ASSIGNED TASK → Copy out the lines of the material that include the string "cloud".
_ _ _ _ _ _ _
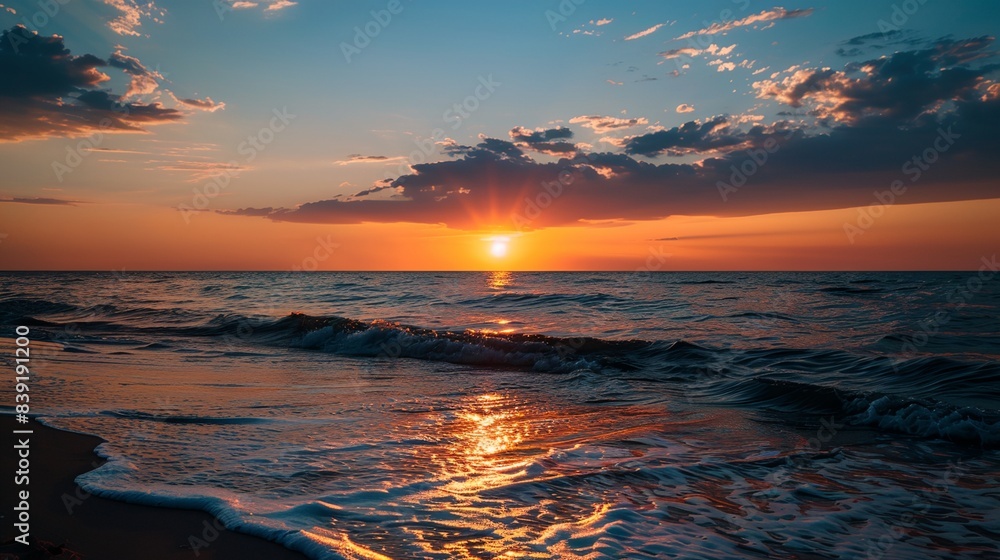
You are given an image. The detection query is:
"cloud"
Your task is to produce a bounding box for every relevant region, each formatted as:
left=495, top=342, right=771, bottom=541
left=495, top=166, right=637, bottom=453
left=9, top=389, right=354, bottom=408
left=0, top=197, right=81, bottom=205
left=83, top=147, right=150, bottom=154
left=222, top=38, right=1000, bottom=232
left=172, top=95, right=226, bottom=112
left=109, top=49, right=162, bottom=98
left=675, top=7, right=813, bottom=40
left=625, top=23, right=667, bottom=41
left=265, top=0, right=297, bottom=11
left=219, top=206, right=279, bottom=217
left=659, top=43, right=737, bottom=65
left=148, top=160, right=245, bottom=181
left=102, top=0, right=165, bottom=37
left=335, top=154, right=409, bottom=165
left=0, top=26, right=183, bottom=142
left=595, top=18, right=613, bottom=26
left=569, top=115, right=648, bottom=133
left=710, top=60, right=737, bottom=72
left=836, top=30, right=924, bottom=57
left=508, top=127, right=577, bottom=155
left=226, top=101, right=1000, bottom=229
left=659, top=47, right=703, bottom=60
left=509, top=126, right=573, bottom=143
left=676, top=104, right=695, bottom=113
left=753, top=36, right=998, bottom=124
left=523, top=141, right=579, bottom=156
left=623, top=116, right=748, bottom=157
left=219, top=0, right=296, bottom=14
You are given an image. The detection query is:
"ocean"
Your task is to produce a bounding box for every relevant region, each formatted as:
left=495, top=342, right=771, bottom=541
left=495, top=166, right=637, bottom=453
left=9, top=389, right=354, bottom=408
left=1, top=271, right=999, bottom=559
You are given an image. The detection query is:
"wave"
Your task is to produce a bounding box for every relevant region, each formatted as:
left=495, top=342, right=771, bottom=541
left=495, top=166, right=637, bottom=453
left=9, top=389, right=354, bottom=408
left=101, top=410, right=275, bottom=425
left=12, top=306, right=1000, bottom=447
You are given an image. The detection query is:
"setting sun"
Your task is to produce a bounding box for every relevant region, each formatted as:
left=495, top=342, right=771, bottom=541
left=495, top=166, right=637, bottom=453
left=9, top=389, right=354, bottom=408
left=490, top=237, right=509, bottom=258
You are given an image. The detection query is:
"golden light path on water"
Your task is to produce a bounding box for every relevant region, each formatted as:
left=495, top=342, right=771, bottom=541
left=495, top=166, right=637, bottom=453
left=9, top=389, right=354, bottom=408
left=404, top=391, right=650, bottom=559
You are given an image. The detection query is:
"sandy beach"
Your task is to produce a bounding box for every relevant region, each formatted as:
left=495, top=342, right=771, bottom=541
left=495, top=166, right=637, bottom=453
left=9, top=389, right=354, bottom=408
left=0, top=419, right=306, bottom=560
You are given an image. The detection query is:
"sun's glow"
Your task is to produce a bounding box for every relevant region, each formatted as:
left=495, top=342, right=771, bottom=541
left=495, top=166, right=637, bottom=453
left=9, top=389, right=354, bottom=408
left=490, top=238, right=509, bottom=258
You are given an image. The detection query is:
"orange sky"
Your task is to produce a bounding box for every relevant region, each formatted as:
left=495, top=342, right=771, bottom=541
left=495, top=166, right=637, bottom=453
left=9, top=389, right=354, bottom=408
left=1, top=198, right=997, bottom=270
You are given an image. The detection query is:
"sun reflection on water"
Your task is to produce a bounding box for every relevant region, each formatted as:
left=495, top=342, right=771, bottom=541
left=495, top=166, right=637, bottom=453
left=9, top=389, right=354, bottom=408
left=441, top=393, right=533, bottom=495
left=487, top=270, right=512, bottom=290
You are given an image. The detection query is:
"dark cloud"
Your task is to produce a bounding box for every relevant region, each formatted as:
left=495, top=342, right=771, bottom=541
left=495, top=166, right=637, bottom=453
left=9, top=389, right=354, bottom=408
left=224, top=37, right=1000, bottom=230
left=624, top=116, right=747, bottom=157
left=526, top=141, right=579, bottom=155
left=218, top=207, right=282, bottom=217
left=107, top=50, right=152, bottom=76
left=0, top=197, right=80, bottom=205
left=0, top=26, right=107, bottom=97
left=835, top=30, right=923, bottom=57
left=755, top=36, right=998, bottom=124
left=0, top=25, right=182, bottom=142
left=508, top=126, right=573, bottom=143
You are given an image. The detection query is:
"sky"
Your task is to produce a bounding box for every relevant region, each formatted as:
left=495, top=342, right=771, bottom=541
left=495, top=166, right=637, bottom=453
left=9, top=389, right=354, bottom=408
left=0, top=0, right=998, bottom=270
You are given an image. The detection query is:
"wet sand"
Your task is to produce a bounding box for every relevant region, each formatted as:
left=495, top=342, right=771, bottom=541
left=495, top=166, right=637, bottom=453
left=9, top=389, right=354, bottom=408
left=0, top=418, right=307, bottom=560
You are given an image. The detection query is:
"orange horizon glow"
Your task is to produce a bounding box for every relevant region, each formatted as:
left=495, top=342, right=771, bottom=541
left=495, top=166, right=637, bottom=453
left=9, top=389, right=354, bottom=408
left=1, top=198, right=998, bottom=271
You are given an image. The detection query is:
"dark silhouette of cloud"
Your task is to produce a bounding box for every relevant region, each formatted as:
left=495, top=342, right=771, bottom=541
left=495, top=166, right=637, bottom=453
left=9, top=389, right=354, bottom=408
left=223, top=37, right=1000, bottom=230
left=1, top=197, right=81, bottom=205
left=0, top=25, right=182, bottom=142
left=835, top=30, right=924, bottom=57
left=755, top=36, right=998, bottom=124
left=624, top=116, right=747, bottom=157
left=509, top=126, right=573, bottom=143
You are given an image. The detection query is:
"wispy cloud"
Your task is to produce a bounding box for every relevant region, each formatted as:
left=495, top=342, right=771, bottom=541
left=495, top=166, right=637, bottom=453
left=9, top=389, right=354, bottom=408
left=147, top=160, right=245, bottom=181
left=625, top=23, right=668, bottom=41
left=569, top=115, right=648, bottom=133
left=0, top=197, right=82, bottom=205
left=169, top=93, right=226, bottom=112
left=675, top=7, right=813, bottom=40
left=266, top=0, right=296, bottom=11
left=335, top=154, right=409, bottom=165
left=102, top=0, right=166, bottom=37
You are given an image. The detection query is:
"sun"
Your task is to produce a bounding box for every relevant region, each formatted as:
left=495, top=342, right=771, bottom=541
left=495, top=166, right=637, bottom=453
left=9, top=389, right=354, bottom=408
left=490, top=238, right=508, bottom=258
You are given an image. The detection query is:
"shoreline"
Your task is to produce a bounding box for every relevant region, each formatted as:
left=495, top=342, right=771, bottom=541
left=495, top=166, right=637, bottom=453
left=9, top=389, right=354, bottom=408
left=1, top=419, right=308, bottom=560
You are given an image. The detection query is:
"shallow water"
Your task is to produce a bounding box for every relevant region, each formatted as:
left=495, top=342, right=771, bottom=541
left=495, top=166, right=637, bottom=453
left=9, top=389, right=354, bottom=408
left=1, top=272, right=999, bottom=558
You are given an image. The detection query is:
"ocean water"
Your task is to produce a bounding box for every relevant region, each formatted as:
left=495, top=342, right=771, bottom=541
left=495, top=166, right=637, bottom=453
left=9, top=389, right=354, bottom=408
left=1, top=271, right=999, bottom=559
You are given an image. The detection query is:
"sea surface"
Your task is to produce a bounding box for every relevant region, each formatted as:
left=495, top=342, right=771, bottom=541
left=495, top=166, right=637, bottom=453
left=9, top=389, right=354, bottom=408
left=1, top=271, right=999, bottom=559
_ _ _ _ _ _ _
RESULT FOR THIS TASK →
"cloud"
"dark cloud"
"dark silhouette of cloud"
"wispy cloud"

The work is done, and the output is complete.